═══ EXERCISE MATERIAL ═══
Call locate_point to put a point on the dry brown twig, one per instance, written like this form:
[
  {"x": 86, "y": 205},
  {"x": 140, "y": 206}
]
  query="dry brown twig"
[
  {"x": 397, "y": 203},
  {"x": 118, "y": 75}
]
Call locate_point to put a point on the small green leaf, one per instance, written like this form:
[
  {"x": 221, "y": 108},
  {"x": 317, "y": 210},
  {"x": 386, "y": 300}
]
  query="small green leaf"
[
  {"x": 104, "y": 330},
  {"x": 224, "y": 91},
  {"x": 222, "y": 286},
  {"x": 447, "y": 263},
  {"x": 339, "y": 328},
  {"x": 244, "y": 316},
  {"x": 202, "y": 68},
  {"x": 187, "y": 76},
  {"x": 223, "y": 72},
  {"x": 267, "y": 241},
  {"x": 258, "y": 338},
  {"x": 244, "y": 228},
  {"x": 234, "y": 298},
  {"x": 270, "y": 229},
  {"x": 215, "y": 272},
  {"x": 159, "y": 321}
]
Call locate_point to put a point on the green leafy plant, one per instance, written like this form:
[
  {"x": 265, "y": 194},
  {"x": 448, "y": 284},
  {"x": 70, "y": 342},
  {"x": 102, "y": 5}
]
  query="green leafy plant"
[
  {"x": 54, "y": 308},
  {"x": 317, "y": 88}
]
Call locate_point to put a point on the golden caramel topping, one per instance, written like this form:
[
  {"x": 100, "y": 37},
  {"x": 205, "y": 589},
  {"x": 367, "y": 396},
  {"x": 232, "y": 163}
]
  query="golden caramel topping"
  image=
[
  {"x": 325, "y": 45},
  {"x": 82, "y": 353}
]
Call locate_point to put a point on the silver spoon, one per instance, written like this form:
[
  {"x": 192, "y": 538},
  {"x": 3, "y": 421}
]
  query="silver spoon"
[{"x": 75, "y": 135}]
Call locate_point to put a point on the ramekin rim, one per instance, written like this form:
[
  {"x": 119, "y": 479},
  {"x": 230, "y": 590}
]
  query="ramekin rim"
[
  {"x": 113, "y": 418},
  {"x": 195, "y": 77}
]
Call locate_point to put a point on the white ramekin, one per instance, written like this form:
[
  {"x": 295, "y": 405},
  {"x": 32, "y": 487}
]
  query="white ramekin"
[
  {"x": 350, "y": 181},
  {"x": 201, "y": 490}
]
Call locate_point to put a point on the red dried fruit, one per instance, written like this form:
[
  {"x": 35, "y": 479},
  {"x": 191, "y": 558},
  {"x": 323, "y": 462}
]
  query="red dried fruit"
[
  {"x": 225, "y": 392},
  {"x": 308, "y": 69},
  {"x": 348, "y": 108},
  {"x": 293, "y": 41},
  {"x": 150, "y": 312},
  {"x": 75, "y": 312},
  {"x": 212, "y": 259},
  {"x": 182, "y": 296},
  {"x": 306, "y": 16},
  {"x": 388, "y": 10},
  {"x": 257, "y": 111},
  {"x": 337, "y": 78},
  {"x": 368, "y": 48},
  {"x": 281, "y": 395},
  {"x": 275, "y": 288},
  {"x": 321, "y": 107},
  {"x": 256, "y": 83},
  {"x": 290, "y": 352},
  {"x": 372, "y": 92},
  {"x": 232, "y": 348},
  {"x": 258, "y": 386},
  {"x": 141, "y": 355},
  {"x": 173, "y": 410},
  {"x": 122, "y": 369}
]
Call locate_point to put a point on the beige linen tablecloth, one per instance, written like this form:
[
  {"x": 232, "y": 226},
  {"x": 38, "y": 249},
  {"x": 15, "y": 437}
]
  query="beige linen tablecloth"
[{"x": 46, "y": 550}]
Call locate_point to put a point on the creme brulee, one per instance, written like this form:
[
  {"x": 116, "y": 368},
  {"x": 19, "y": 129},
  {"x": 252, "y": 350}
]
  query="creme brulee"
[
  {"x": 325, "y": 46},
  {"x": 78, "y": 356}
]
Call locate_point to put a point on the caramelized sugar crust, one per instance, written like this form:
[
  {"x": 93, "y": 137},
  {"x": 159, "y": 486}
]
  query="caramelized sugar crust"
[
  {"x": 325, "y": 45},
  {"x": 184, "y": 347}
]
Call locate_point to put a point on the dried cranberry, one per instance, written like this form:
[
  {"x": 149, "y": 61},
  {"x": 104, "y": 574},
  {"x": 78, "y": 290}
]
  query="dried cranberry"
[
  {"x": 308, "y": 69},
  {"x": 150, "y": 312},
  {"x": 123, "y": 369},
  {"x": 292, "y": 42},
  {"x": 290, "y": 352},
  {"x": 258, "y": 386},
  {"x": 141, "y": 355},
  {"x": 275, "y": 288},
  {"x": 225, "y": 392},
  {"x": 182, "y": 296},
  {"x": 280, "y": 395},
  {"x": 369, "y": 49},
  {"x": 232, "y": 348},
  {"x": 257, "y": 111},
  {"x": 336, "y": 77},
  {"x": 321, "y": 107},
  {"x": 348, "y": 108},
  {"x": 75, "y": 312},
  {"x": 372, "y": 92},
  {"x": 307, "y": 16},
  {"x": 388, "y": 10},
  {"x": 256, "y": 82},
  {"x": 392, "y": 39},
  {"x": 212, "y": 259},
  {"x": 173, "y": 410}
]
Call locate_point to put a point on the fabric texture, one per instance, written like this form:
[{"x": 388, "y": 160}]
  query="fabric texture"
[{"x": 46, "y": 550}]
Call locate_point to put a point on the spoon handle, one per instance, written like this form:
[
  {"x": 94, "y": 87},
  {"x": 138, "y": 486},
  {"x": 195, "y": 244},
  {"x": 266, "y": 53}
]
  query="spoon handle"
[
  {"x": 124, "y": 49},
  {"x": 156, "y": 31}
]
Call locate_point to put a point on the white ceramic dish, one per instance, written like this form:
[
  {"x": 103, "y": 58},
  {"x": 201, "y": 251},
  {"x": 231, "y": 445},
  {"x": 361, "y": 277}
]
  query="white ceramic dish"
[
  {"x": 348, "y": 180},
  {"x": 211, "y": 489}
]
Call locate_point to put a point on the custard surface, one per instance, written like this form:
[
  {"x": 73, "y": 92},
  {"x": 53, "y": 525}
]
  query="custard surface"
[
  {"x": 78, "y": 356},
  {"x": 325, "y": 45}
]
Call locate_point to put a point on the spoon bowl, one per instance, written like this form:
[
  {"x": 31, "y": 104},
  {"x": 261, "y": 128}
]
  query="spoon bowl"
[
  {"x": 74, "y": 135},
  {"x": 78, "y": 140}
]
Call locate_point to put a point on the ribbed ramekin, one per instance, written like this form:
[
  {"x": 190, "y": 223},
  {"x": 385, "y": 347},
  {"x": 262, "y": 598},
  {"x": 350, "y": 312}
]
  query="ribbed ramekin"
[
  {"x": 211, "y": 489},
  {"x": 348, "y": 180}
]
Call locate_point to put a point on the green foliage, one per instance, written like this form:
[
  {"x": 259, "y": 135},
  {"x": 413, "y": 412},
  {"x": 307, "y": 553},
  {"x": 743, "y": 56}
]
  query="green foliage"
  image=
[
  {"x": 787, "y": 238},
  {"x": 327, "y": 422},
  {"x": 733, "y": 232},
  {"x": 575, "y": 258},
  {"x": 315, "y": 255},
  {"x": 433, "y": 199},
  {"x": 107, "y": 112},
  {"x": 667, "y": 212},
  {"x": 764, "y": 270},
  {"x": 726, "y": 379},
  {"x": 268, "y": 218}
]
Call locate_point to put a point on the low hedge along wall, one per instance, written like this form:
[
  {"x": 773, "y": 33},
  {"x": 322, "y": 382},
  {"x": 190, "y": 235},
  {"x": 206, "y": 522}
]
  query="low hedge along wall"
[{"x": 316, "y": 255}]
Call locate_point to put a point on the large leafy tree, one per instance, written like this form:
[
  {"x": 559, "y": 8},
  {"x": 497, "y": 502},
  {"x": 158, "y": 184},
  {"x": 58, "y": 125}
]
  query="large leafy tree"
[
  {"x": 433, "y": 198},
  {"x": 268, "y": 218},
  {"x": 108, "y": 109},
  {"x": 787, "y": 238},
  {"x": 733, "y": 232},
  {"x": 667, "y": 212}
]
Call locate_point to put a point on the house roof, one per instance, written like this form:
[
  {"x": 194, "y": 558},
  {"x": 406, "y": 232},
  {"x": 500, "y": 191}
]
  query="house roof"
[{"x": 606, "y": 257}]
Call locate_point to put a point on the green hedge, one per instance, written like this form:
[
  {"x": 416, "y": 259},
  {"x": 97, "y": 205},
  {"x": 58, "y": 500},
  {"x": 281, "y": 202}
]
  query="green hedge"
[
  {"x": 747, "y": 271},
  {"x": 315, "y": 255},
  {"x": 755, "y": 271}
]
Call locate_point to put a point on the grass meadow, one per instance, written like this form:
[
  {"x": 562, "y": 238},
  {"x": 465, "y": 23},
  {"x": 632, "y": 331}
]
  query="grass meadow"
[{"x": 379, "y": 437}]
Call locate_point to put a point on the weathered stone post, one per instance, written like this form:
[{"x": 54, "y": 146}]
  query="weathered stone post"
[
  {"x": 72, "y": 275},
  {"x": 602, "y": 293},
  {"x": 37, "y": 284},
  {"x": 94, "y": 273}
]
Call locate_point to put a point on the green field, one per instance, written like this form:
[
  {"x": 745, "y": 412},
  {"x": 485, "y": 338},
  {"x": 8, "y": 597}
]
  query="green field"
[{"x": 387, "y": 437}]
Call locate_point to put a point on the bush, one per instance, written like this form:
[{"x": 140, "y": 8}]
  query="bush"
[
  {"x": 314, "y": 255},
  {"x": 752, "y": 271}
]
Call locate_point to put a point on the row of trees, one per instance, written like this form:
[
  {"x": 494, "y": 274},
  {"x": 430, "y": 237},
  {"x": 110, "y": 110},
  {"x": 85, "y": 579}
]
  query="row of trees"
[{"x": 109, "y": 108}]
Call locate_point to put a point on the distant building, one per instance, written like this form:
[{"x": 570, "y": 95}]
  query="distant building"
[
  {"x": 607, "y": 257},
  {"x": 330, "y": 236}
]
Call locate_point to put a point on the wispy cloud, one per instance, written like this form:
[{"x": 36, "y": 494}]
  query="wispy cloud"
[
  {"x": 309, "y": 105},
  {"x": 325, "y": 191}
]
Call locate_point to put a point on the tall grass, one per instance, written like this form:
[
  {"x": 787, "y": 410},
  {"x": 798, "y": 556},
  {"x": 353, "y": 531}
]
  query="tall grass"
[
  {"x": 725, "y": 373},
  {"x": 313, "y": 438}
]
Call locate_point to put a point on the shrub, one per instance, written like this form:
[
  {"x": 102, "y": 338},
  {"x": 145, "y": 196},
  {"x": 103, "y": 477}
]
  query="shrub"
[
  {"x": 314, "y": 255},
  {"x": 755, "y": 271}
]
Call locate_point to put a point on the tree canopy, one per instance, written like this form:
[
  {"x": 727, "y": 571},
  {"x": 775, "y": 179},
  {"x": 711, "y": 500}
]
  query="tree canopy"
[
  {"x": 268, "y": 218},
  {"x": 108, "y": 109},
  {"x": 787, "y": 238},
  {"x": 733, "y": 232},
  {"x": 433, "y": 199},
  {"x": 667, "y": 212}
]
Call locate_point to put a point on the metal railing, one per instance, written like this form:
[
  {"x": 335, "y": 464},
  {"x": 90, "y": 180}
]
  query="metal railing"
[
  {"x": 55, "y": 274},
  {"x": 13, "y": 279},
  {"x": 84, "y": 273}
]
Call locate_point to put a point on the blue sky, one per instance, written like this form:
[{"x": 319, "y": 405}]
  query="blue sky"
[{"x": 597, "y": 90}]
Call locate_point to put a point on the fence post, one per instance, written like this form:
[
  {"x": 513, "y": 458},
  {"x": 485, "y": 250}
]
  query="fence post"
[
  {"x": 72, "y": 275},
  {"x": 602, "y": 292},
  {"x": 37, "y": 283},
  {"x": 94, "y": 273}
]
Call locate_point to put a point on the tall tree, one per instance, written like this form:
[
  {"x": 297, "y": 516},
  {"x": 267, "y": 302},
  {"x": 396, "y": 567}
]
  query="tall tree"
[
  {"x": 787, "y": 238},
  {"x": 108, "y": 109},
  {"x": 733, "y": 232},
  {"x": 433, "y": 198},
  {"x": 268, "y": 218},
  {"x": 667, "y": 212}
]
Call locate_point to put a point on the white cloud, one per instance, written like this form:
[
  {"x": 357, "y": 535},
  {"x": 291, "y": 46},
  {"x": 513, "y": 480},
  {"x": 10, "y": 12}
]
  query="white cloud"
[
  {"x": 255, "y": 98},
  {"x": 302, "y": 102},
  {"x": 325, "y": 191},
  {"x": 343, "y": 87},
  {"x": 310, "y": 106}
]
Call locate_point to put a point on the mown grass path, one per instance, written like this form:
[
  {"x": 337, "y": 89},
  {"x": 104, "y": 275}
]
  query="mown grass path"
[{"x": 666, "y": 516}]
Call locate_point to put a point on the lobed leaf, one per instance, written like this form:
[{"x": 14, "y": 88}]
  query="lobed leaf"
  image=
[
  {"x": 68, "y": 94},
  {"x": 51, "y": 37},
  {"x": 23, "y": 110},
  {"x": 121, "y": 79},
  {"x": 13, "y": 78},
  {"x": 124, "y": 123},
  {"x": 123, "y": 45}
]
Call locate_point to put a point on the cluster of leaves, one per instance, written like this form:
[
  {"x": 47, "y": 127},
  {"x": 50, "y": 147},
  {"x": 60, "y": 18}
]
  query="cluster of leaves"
═══
» INSTRUCTIONS FOR THE TASK: The lines to reproduce run from the one that contains "Call locate_point to put a point on the blue" through the last line above; copy them exactly.

» RESULT:
Call locate_point to put a point on the blue sky, one per instance, written like this form:
[{"x": 319, "y": 405}]
  query="blue sky"
[{"x": 597, "y": 90}]
Call locate_point to put a point on the fence post, one per instance, written like this form:
[
  {"x": 513, "y": 458},
  {"x": 485, "y": 250}
]
  query="fence post"
[
  {"x": 72, "y": 275},
  {"x": 602, "y": 292},
  {"x": 37, "y": 283},
  {"x": 94, "y": 273}
]
Call locate_point to put a point on the tall tree, one per instance, written like this form:
[
  {"x": 297, "y": 516},
  {"x": 267, "y": 302},
  {"x": 396, "y": 567}
]
  query="tall tree"
[
  {"x": 787, "y": 238},
  {"x": 108, "y": 109},
  {"x": 733, "y": 232},
  {"x": 433, "y": 198},
  {"x": 268, "y": 218},
  {"x": 667, "y": 212}
]
Call locate_point to put a point on the white cloud, one per instance, written like this form:
[
  {"x": 357, "y": 535},
  {"x": 291, "y": 46},
  {"x": 513, "y": 480},
  {"x": 10, "y": 12}
]
  query="white cloud"
[
  {"x": 255, "y": 98},
  {"x": 302, "y": 102},
  {"x": 325, "y": 191},
  {"x": 343, "y": 87},
  {"x": 310, "y": 106}
]
Call locate_point to put a point on the mown grass path, one per instance, written like this form:
[
  {"x": 337, "y": 89},
  {"x": 104, "y": 275}
]
  query="mown grass path"
[{"x": 666, "y": 516}]
Call locate_point to put a point on the lobed leaf, one per instance, written like this form:
[{"x": 14, "y": 88}]
  query="lobed leaf"
  image=
[
  {"x": 68, "y": 94},
  {"x": 51, "y": 37},
  {"x": 23, "y": 110},
  {"x": 121, "y": 79},
  {"x": 13, "y": 78},
  {"x": 124, "y": 123},
  {"x": 123, "y": 45}
]
Call locate_point to put a point on the cluster of leaves, one per instance, written like this form:
[
  {"x": 47, "y": 127},
  {"x": 50, "y": 147},
  {"x": 60, "y": 18}
]
  query="cluster of leaves"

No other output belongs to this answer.